Brief
Give the lines again word for word, beginning with the one containing "Target: orange basketball" and ending with the last line of the material below.

Excerpted records
┄┄┄┄┄┄┄┄┄┄
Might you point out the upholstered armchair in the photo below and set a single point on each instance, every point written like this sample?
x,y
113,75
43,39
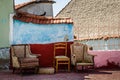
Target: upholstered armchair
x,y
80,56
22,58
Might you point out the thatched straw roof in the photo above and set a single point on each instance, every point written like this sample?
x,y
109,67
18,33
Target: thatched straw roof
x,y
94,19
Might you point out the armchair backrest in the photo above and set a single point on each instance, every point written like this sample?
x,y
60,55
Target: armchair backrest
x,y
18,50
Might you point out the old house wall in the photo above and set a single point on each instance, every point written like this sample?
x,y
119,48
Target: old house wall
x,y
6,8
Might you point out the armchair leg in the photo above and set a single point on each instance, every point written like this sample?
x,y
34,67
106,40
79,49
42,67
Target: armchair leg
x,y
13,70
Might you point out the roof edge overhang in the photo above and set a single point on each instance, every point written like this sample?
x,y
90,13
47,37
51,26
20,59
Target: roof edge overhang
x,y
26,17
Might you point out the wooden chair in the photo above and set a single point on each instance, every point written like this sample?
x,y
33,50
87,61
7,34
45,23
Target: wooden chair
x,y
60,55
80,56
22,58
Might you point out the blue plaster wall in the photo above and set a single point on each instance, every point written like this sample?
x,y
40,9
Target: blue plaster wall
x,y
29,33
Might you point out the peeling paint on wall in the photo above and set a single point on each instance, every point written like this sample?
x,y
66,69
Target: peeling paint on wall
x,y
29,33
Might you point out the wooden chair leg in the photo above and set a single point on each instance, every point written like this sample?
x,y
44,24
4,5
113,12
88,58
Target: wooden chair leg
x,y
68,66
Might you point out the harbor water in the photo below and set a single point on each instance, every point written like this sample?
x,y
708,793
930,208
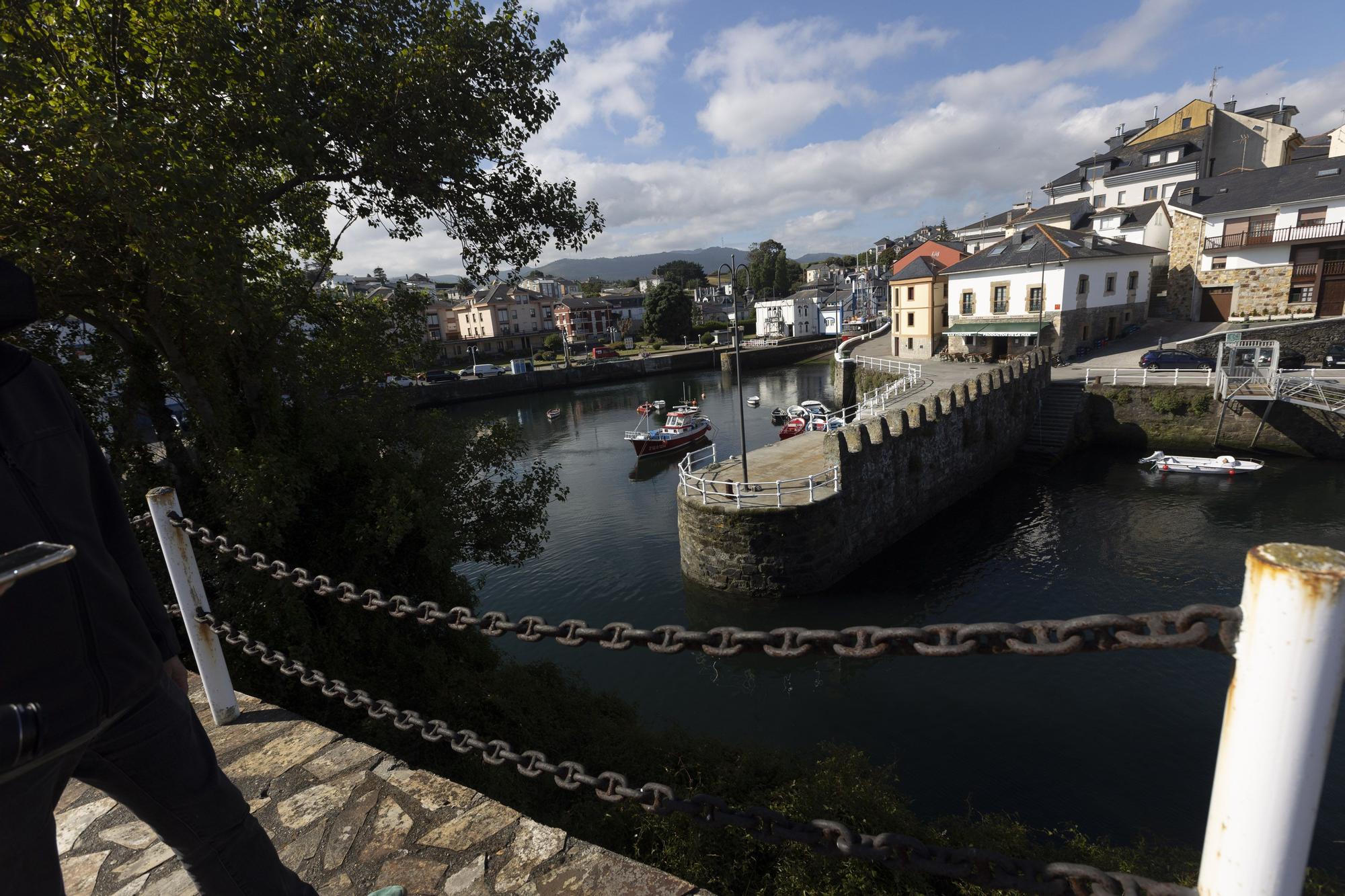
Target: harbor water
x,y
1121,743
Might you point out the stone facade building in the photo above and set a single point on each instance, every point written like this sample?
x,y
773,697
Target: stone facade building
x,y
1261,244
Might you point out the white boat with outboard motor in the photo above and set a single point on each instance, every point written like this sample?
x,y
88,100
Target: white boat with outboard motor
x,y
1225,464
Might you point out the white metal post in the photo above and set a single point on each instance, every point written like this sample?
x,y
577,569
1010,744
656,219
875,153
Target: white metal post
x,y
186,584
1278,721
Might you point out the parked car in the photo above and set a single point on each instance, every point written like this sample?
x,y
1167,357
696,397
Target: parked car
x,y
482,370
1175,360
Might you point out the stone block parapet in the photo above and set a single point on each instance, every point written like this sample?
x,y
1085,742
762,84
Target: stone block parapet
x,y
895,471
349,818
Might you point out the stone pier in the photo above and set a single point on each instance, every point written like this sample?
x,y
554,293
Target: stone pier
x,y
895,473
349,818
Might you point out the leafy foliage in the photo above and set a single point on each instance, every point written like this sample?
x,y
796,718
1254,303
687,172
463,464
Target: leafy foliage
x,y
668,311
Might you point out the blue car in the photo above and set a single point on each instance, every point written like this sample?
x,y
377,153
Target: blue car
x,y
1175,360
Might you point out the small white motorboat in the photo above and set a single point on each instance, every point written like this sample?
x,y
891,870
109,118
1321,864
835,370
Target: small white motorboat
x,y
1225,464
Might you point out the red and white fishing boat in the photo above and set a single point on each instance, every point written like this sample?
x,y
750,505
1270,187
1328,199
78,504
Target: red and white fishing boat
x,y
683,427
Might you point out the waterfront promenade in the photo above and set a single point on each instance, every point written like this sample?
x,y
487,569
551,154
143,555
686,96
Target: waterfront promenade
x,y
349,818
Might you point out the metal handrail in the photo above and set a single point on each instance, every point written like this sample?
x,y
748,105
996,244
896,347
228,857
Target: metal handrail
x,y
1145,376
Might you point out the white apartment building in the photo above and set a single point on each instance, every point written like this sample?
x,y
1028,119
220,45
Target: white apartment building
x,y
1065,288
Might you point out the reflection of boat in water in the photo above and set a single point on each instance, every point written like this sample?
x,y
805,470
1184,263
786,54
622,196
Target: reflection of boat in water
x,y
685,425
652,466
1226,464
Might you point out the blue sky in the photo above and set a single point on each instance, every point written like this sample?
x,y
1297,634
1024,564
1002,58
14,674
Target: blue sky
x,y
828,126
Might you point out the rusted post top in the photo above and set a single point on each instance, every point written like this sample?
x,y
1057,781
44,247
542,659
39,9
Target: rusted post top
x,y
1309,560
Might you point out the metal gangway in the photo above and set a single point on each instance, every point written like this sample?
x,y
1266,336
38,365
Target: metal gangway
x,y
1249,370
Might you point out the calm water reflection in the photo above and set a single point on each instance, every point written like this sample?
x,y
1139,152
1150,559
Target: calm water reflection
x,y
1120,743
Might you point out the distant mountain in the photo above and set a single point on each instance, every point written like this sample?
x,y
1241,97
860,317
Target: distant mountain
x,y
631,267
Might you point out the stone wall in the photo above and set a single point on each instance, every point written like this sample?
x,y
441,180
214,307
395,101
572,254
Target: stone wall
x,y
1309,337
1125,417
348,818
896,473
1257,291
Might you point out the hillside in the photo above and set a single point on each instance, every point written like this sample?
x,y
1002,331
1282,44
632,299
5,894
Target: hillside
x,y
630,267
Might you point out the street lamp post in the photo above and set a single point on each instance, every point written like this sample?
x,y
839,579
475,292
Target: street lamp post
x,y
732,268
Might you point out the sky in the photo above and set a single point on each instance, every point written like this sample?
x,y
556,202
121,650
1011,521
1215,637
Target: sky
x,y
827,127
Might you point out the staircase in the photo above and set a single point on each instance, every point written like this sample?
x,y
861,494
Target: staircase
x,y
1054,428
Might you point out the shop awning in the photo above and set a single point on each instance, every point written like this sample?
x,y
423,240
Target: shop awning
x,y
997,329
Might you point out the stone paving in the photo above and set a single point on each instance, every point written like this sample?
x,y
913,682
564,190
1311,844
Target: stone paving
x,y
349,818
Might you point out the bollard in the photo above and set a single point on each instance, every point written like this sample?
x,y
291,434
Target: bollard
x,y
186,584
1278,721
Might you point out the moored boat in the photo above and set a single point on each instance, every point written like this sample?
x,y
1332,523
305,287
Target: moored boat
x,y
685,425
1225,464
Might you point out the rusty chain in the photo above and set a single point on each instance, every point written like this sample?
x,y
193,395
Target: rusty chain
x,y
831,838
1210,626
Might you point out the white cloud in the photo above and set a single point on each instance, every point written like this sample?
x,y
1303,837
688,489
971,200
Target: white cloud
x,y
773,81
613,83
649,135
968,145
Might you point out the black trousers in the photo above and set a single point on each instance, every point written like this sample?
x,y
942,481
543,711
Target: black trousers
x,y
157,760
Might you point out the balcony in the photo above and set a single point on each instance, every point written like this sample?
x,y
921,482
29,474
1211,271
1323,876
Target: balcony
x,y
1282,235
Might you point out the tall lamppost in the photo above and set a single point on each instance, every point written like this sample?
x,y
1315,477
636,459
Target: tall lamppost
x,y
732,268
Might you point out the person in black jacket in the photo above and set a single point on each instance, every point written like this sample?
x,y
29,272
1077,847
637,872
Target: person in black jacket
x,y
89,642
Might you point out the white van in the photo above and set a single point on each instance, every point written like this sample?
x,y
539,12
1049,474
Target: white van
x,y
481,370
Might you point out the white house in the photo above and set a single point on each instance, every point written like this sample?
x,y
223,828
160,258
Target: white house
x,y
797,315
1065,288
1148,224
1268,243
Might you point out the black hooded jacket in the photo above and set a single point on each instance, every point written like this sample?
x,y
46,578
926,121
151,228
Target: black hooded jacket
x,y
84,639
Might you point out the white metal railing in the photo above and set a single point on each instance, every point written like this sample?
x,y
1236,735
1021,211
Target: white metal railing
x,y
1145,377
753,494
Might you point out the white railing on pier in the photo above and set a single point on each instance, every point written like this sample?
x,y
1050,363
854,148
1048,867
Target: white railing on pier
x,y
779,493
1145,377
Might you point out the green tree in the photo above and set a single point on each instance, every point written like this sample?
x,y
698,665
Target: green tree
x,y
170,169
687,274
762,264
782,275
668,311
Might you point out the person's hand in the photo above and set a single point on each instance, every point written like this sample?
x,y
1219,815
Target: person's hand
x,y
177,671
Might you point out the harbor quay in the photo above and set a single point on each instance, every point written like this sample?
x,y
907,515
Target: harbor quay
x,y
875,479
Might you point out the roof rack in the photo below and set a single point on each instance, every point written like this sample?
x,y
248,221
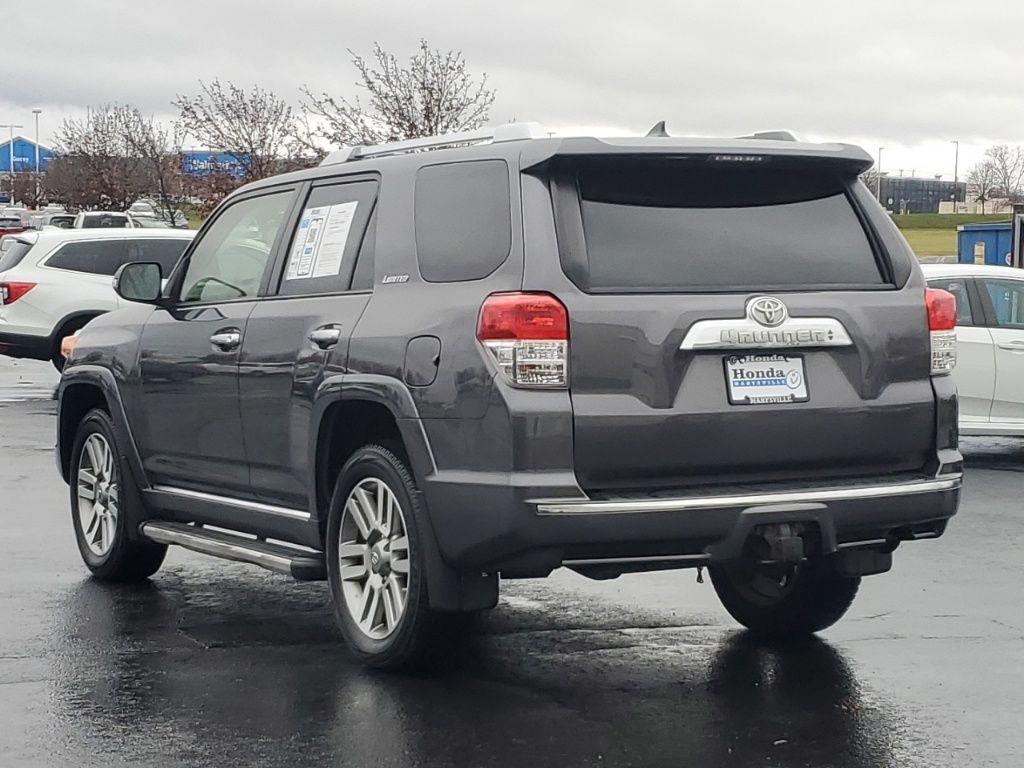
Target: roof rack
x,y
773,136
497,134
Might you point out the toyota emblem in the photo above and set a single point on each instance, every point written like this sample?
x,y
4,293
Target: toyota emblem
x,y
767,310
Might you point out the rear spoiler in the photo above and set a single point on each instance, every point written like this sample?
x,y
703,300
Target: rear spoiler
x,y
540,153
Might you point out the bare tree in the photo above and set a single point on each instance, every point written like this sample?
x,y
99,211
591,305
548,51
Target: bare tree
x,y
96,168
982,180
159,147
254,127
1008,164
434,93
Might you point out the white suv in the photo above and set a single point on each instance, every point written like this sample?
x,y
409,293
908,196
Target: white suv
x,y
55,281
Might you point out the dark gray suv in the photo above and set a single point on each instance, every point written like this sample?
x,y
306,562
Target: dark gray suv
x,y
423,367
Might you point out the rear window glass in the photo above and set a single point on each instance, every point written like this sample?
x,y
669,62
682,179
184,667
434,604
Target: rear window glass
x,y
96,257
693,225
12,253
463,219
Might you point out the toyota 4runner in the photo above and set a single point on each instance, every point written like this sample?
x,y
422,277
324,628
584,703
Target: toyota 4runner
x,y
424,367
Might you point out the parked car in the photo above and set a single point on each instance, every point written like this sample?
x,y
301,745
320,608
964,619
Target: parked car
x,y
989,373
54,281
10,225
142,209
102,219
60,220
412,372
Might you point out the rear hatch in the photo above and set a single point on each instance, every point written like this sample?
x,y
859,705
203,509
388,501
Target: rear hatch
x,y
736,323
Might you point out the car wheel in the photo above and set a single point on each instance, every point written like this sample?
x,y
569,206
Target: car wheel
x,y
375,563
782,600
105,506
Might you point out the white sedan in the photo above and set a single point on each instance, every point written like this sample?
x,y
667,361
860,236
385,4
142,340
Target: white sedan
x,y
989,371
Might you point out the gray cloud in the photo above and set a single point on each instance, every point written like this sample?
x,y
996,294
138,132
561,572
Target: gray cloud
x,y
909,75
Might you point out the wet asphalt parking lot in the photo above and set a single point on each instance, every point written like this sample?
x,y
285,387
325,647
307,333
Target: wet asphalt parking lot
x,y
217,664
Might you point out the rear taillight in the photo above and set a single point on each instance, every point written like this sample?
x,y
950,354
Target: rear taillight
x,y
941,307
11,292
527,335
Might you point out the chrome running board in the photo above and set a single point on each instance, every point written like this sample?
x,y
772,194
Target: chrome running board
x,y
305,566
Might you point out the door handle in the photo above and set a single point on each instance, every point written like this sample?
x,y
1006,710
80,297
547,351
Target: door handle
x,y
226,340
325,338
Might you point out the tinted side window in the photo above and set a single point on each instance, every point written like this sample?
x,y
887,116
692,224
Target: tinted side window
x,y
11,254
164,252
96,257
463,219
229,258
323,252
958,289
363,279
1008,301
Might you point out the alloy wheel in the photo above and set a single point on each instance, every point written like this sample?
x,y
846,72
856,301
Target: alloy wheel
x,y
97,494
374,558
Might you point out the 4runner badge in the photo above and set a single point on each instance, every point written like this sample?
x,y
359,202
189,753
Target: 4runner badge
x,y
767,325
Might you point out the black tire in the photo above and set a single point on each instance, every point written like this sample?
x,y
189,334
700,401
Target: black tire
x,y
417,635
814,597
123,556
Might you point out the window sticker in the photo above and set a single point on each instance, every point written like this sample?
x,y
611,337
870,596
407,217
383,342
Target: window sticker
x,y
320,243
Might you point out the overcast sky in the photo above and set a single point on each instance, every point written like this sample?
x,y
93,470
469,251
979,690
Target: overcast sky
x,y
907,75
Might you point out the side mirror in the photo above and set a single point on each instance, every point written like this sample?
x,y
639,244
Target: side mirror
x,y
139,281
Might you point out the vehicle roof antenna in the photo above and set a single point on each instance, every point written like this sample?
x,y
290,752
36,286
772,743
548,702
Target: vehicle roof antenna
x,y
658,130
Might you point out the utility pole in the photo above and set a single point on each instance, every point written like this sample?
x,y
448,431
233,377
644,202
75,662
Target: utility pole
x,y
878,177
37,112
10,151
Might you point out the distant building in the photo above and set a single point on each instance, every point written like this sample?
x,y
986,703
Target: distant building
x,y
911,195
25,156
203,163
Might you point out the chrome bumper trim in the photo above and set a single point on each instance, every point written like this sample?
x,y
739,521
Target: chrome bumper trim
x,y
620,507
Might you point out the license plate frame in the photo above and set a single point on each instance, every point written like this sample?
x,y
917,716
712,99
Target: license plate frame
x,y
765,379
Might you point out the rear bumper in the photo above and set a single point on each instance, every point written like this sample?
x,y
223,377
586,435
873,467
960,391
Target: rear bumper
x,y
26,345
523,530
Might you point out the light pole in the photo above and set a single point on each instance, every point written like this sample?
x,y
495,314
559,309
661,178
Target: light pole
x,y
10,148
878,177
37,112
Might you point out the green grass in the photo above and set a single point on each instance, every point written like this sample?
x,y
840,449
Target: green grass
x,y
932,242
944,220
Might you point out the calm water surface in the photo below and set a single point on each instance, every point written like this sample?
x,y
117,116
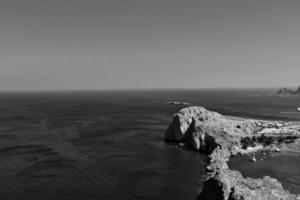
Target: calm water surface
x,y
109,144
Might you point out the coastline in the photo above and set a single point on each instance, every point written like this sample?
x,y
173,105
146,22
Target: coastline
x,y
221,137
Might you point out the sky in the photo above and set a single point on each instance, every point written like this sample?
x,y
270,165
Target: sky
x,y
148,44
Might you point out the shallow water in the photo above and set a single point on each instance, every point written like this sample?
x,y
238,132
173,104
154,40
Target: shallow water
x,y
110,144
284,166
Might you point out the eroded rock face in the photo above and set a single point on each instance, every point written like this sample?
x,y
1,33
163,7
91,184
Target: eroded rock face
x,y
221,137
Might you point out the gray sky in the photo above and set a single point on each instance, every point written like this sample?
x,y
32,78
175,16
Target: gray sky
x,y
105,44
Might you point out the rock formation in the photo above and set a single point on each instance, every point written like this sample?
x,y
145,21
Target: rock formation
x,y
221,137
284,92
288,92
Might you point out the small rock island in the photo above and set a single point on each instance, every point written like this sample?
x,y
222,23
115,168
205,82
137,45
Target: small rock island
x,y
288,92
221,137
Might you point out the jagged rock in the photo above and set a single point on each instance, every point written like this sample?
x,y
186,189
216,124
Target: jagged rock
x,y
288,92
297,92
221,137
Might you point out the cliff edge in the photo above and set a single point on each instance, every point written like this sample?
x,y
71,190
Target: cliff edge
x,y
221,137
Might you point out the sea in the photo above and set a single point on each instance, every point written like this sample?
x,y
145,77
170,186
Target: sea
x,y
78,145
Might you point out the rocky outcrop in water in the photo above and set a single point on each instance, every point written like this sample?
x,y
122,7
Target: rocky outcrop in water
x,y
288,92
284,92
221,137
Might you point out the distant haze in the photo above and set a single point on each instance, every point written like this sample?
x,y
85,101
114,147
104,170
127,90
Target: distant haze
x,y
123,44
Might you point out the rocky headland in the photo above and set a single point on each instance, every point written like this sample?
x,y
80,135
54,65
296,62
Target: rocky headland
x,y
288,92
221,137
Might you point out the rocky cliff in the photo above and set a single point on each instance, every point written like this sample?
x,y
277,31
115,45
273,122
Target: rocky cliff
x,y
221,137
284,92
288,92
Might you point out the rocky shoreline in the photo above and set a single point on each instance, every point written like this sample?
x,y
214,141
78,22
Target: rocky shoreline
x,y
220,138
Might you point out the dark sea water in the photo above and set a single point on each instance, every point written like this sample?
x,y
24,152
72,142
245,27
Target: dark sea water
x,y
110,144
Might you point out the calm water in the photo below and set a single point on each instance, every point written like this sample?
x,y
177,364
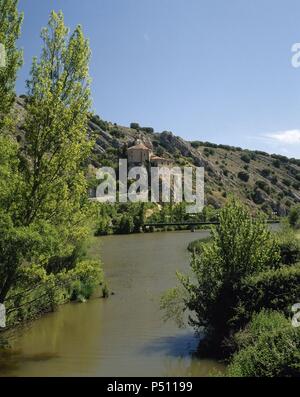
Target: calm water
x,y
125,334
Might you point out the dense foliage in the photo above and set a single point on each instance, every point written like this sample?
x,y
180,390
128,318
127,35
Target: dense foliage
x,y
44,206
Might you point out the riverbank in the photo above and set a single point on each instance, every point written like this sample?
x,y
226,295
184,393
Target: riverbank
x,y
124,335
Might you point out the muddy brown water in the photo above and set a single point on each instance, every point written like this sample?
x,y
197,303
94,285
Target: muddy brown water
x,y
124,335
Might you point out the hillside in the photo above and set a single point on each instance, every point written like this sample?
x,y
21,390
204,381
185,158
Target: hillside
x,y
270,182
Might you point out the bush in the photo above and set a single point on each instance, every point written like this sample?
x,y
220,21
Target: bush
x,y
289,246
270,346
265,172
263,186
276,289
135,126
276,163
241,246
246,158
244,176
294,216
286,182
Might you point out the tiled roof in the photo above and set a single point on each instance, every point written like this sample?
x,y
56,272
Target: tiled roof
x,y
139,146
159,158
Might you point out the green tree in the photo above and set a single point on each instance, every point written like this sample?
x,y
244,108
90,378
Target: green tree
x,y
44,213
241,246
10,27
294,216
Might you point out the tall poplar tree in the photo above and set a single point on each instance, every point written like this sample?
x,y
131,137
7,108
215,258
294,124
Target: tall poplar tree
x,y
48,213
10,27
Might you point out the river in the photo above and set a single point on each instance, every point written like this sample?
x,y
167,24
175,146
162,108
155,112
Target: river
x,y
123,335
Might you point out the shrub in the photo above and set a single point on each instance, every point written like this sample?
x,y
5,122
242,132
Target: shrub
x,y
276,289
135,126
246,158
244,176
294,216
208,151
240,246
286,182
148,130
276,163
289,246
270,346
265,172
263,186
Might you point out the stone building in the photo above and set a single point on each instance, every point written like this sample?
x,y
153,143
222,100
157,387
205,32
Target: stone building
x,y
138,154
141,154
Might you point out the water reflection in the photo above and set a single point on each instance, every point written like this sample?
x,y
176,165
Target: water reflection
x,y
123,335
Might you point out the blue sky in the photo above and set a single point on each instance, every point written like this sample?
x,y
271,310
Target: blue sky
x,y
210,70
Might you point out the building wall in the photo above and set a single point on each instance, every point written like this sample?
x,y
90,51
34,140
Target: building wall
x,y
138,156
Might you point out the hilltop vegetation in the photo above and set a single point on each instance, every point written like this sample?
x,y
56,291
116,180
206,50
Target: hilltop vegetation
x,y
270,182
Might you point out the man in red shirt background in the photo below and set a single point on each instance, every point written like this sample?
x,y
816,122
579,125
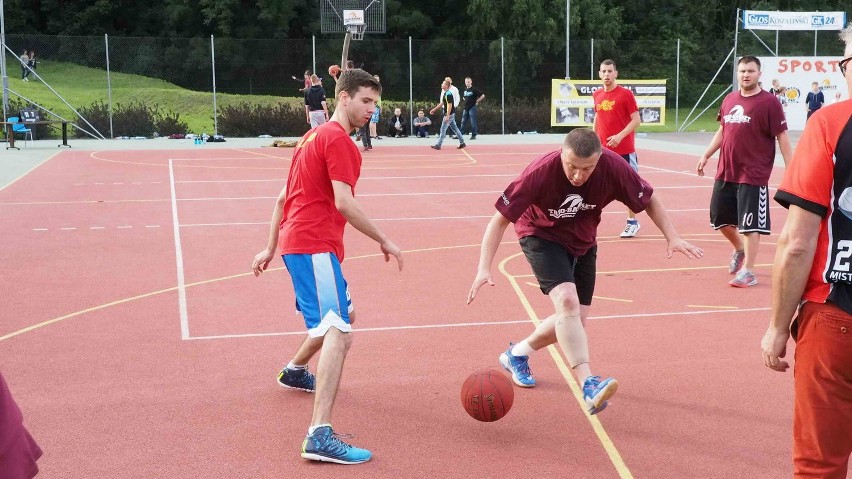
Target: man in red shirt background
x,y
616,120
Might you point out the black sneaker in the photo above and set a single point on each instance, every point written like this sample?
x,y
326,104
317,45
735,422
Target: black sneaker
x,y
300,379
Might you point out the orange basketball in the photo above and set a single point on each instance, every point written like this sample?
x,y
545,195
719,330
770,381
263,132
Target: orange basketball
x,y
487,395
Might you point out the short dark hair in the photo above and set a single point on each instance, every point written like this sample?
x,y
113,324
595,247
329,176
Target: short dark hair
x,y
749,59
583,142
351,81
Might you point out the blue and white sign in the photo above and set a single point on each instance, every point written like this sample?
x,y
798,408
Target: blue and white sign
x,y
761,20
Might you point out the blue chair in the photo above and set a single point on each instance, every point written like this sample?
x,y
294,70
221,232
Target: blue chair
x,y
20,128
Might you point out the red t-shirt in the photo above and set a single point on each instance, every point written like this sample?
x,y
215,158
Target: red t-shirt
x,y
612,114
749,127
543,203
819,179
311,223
┄┄┄┄┄┄┄┄┄┄
Response box
Target: orange basketball
x,y
487,395
Might you point out the short dark hair in the photo above and set a single point on each instance, every point written like this sample?
x,y
113,324
595,247
329,176
Target: short dark hair
x,y
749,59
583,142
351,81
Might you point out the blue and white sign in the photo above and set a single point on each instance, every point written like this sample?
x,y
798,408
Target: blue and white sign
x,y
761,20
Might you point out the blue chair in the photo above and set a single point on each instance, every point written like this sample?
x,y
294,70
221,232
Target: blue chair
x,y
20,128
Might you point out the red t-shirt in the photo above and set a single point on each instance, every point written like this sample?
x,y
215,158
Target: red t-shirt
x,y
612,114
749,127
543,203
819,179
311,223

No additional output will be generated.